━━━━━ Extracted text
Discussion:
[OMPI users] OpenMPI2 + slurm
Lothar Brendel
2018-11-23 08:17:00 UTC
Permalink
Hi guys,

I've always been somewhat at a loss regarding slurm's idea about tasks vs. jobs. That didn't cause any problems, though, until passing to OpenMPI2 (2.0.2 that is, with slurm 16.05.9).

Running http://mpitutorial.com/tutorials/mpi-hello-world as an example with just

srun -n 2 MPI-hellow

yields

Hello world from processor node31, rank 0 out of 1 processors
Hello world from processor node31, rank 0 out of 1 processors

i.e. the two tasks don't see each other MPI-wise. Well, srun doesn't include an mpirun.

But running

srun -n 2 mpirun MPI-hellow

produces

Hello world from processor node31, rank 1 out of 2 processors
Hello world from processor node31, rank 0 out of 2 processors
Hello world from processor node31, rank 1 out of 2 processors
Hello world from processor node31, rank 0 out of 2 processors

i.e. I get *two* independent MPI-tasks with 2 processors each. (The same applies if stating explicitly "mpirun -np 2".)
I never could make sense of this squaring, I rather used to run my jobs like

srun -c 2 mpirun -np 2 MPI-hellow

which provided the desired job with *one* task using 2 processors. Passing from OpenMPI 1.6.5 to 2.0.2 (Debian Jessie -> Stretch), though, I'm getting the error
"There are not enough slots available in the system to satisfy the 2 slots
that were requested by the application:
MPI-hellow" now.

The environment on the node contains

SLURM_CPUS_ON_NODE=2
SLURM_CPUS_PER_TASK=2
SLURM_JOB_CPUS_PER_NODE=2
SLURM_NTASKS=1
SLURM_TASKS_PER_NODE=1

which looks fine to me, but mpirun infers slots=1 from that (confirmed by ras_base_verbose 5). In deed, looking into orte/mca/ras/slurm/ras_slurm_module.c, I find that while orte_ras_slurm_allocate() reads the value of SLURM_CPUS_PER_TASK into its local variable cpus_per_task, it doesn't use it anywhere. Rather, the number of slots is determined from SLURM_TASKS_PER_NODE.

Is this intended behaviour?

What's wrong here? I know that I can use --oversubscribe, but that seems rather a workaround.

Thanks in advance,
Lothar
Gilles Gouaillardet
2018-11-23 10:31:24 UTC
Permalink
Lothar,

it seems you did not configure Open MPI with --with-pmi=<path to SLURM's PMI>

If SLURM was built with PMIx support, then an other option is to use that.
First, srun --mpi=list will show you the list of available MPI
modules, and then you could
srun --mpi=pmix_v2 ... MPI_Hellow
If you believe that should be the default, then you should contact
your sysadmin that can make that for you.

You you want to use PMIx, then I recommend you configure Open MPI with
the same external PMIx that was used to
build SLURM (e.g. configure --with-pmix=<path to PMIx>). Though PMIx
has cross version support, using the same PMIx will avoid you running
incompatible PMIx versions.
━━━━━━━━━━
Assignment:
Please repeat the passage of the forum thread that begins at the words "I've always been" and ends after "include an mpirun.", switching "node31" to "node32" throughout. None of the entries are needed.
━━━━━ Data to examine
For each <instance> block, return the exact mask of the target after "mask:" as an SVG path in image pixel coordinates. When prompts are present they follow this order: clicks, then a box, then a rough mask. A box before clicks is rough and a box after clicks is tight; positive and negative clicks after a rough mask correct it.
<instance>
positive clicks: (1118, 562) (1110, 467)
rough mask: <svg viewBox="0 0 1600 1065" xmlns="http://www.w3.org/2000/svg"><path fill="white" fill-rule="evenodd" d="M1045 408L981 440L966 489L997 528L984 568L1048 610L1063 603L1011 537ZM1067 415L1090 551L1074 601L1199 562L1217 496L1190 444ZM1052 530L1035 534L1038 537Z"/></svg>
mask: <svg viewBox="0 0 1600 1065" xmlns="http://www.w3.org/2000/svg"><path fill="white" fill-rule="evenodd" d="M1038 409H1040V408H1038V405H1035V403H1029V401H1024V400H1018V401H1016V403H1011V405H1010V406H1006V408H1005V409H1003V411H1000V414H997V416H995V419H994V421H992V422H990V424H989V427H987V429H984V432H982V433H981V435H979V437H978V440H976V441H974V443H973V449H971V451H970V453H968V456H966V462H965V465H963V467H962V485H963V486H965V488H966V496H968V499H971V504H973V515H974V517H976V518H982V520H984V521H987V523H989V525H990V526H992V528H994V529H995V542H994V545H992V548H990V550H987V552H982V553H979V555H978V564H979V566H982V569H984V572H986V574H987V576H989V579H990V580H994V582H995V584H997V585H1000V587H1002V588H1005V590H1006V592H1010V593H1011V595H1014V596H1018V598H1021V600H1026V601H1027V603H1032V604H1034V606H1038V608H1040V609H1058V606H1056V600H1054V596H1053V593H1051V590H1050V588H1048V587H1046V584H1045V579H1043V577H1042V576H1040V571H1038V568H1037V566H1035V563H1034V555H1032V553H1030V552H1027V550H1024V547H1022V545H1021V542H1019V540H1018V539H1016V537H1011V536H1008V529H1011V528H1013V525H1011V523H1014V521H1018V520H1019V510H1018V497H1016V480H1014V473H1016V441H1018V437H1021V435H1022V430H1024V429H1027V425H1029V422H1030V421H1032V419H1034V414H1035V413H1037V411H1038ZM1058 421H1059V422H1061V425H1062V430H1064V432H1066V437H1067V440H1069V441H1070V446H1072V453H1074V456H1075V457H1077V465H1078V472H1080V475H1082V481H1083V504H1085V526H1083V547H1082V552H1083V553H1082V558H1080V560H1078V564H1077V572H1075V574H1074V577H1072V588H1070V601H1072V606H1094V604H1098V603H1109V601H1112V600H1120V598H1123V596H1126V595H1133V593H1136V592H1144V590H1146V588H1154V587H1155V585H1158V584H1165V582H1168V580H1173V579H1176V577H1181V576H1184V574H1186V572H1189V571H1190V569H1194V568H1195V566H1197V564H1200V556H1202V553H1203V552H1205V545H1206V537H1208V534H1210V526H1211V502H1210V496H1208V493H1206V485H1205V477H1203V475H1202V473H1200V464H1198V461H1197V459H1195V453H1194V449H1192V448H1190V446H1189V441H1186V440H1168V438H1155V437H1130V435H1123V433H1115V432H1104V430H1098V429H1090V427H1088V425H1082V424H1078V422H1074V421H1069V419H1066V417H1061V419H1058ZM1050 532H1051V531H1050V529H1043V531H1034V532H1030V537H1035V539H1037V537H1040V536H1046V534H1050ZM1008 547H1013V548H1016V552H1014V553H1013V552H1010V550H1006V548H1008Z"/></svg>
━━━━━━━━━━
Output below:
I've always been somewhat at a loss regarding slurm's idea about tasks vs. jobs. That didn't cause any problems, though, until passing to OpenMPI2 (2.0.2 that is, with slurm 16.05.9).

Running http://mpitutorial.com/tutorials/mpi-hello-world as an example with just

srun -n 2 MPI-hellow

yields

Hello world from processor node32, rank 0 out of 1 processors
Hello world from processor node32, rank 0 out of 1 processors

i.e. the two tasks don't see each other MPI-wise. Well, srun doesn't include an mpirun.